Quoted passage:
● ● ● ● ● ● ●

Let the battle commence
Chris Philp proposes to introduce Swedish style Shareholder Committees to help to deal with the 'ownerless corporations' of Public Companies. The shareholder committee - which would comprise the top 5 shareholders, the Chairman and an employee - would have three roles: pay policy and packages ratification, questioning the Board on strategy and recommendations upon the appointment and removal of directors.
According to The Independent Director author Gerry Brown, “It is a good first step since institutional investors who own more than 80 per cent of equity market capitalisation in the UK do not on the whole have a very good record of engagement with the companies in which they invest. Sadly this has had a deleterious effect on corporate governance because there is not a serious dialogue between the investors and the Directors of companies.”
“However, there are four serious methodological, logistical and strategic problems with the Philp initiative in its current form. These are:
(1) Fund managers do not currently get involved with companies due to lack of time and capacity. An individual fund manager may be responsible for investments in many companies and it is estimated that it is not possible for them to engage in more than 5% of these. So what exactly is going to change to facilitate the involvement in Shareholder Committees?

● ● ● ● ● ● ●

Material provided:
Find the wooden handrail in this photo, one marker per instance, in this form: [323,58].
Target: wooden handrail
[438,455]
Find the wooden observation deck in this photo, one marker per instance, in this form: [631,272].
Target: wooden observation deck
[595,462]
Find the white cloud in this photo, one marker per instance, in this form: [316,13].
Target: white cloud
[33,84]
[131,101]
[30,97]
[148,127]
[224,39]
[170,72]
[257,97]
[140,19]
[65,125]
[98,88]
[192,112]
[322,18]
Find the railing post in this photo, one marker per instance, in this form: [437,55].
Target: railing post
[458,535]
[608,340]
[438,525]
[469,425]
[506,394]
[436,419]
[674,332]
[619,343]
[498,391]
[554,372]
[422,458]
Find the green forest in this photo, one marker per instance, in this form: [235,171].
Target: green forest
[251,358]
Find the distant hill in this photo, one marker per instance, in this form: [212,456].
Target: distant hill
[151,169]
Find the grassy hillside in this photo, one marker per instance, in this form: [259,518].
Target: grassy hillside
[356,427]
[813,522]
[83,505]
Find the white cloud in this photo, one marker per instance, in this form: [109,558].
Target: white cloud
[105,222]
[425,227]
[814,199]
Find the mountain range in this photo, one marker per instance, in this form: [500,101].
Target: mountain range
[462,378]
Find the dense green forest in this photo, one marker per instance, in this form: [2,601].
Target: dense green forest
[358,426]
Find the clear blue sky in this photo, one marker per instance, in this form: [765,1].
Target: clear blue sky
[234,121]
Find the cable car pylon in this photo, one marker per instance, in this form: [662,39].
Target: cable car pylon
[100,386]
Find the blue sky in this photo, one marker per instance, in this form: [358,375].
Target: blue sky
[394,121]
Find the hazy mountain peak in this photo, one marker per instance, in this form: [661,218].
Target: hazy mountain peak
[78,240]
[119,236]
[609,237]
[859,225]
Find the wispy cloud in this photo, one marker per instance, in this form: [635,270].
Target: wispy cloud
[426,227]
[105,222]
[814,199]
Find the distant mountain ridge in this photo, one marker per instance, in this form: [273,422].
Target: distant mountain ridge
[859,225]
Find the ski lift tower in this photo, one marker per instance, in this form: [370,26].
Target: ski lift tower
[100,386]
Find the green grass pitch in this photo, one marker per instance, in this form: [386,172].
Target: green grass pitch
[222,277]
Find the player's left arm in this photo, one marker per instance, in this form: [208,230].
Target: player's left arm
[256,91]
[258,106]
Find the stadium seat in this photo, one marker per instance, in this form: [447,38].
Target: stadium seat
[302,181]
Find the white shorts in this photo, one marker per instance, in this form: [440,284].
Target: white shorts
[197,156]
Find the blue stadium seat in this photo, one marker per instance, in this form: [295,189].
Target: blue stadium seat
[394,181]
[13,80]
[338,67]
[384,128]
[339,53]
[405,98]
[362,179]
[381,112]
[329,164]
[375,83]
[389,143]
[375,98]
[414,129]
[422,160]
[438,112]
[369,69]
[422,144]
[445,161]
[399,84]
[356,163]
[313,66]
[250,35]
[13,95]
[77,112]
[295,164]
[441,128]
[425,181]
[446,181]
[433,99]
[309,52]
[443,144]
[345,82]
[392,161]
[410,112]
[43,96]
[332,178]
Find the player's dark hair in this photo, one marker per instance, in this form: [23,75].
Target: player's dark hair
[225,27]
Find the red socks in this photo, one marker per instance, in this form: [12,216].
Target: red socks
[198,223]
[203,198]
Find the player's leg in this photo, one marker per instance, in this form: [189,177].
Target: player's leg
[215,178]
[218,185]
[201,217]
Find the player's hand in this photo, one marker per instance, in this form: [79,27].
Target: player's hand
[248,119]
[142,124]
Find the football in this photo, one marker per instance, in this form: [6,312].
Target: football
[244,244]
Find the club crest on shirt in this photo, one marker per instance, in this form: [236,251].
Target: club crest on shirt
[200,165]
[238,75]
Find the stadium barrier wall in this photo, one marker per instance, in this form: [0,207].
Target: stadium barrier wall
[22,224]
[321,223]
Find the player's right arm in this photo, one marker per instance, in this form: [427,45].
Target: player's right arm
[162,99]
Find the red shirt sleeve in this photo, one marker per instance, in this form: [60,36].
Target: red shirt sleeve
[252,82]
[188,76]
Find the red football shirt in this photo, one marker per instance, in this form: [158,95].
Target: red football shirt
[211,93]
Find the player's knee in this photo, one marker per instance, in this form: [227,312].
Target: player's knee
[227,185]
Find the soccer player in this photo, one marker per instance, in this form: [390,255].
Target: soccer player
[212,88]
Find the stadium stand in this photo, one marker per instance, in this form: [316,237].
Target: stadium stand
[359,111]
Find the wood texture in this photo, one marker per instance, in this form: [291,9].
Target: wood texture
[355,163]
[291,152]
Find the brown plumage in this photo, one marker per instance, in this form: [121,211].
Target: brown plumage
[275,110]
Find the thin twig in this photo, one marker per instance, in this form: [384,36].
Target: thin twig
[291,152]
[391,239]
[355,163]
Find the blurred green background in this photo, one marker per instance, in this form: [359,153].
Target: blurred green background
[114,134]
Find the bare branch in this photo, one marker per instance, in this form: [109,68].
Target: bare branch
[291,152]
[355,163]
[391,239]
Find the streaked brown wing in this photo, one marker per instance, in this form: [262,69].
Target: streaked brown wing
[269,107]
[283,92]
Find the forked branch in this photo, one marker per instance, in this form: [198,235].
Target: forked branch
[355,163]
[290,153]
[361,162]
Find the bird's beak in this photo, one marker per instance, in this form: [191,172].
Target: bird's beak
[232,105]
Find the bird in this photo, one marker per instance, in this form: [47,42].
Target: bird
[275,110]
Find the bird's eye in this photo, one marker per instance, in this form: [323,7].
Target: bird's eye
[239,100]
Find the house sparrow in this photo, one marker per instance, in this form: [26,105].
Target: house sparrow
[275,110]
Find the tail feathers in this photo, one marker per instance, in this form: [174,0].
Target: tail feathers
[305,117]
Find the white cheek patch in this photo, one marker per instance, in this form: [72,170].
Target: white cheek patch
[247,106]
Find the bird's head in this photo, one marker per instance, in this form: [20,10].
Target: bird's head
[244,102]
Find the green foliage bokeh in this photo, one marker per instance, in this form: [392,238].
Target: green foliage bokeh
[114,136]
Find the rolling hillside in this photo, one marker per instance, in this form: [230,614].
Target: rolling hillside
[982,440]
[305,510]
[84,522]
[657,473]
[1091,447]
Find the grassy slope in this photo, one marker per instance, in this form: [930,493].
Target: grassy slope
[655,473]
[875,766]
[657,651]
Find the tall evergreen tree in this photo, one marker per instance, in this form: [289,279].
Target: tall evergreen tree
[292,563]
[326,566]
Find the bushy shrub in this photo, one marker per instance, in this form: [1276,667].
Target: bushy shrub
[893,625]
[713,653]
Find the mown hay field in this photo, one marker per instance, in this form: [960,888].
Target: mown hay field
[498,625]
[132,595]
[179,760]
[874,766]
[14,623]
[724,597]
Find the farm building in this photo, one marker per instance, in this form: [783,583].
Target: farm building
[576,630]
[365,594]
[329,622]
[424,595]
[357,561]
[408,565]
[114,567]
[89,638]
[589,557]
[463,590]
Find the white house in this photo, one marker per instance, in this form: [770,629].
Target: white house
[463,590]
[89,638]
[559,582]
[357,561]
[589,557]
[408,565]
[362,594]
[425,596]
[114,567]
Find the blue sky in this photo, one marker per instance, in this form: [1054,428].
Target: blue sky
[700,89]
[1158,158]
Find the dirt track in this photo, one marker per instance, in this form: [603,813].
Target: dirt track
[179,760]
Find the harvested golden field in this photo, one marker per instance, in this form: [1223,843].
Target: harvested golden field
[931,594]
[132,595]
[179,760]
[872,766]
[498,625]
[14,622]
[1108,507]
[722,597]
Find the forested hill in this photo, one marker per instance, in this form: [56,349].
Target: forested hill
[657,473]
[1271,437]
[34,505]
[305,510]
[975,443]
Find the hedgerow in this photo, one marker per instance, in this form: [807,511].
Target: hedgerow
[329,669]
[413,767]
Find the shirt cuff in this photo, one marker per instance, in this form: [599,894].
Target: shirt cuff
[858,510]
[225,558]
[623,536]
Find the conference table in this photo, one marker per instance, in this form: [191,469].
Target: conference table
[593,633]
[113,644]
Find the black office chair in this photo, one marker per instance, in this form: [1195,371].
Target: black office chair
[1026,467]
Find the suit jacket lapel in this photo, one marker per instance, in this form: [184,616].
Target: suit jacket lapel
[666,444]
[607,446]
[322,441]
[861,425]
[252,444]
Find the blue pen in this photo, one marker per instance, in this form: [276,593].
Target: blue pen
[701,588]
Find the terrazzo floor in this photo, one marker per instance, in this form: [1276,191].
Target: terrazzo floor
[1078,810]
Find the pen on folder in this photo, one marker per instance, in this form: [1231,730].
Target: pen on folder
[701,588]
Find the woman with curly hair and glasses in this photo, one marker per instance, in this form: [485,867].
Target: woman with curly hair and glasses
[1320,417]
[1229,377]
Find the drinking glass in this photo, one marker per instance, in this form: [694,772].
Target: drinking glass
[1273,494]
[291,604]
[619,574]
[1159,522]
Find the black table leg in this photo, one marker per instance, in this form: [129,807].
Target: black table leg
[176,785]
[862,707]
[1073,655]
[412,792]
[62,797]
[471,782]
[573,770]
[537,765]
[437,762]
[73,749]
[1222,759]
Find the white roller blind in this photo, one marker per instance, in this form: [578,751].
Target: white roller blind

● ● ● ● ● ● ●

How to complete this task:
Answer these questions from the shareholder committees text:
1. Who would sit on the proposed shareholder committee?
2. What share of equity market capitalization in the UK do institutional investors own?
3. In no more than what share of the companies in their care is it estimated that a fund manager can engage?
Use only the shareholder committees text for what comes next.

Exercise answer:
1. The top 5 shareholders, the Chairman and an employee.
2. More than 80 per cent.
3. 5%.